Collected data

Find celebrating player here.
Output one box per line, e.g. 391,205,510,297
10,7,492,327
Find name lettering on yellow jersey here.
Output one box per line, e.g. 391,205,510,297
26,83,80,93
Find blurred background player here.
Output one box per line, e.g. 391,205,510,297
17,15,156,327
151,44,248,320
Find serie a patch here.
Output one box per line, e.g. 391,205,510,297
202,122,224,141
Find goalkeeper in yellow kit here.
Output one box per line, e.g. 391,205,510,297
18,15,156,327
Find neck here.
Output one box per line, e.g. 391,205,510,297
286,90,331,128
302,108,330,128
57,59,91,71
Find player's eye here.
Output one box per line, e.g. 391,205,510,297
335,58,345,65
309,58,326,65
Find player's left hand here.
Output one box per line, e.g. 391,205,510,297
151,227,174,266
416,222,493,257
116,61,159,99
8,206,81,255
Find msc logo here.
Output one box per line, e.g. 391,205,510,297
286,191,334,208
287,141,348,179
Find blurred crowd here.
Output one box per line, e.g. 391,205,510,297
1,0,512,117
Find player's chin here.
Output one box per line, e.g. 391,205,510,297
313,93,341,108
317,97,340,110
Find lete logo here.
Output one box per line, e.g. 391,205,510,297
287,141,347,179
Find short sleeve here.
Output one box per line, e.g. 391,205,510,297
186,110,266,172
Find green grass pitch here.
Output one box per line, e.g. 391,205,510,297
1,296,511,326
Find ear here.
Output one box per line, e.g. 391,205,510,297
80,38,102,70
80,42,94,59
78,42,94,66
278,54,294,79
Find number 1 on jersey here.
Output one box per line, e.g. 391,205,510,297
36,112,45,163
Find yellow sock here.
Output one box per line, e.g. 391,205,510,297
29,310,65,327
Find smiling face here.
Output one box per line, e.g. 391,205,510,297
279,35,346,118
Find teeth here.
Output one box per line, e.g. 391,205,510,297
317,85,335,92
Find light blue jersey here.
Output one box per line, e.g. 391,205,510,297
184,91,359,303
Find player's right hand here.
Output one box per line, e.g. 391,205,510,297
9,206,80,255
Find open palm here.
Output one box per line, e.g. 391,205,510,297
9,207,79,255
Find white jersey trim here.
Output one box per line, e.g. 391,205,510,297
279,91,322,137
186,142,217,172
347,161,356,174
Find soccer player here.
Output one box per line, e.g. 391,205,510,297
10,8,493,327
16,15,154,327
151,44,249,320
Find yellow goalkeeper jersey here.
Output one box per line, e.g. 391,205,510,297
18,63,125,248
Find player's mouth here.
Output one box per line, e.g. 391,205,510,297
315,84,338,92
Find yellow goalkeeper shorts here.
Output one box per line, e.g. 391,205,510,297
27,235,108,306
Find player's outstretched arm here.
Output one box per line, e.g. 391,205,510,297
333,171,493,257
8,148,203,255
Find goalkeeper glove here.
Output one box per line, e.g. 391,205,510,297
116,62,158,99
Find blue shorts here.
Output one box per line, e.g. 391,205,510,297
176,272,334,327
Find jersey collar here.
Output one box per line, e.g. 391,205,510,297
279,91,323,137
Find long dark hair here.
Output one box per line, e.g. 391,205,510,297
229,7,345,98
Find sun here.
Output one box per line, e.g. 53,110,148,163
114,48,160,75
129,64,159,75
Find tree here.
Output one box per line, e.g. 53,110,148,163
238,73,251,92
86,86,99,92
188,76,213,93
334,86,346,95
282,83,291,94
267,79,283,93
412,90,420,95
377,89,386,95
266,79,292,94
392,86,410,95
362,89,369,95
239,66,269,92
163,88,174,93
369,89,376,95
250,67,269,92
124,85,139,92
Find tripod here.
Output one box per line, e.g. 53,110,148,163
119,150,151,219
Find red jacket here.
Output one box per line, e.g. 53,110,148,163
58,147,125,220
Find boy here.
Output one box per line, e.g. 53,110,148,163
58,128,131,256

What is required:
Reproduce each line above that contains "player".

Solution to this task:
Find celebrating player here.
Find blurred background player here.
Find player's eye here.
Find player's left hand here.
Find player's chin here.
Find player's right hand here.
Find soccer player here.
Find player's mouth here.
Find player's outstretched arm here.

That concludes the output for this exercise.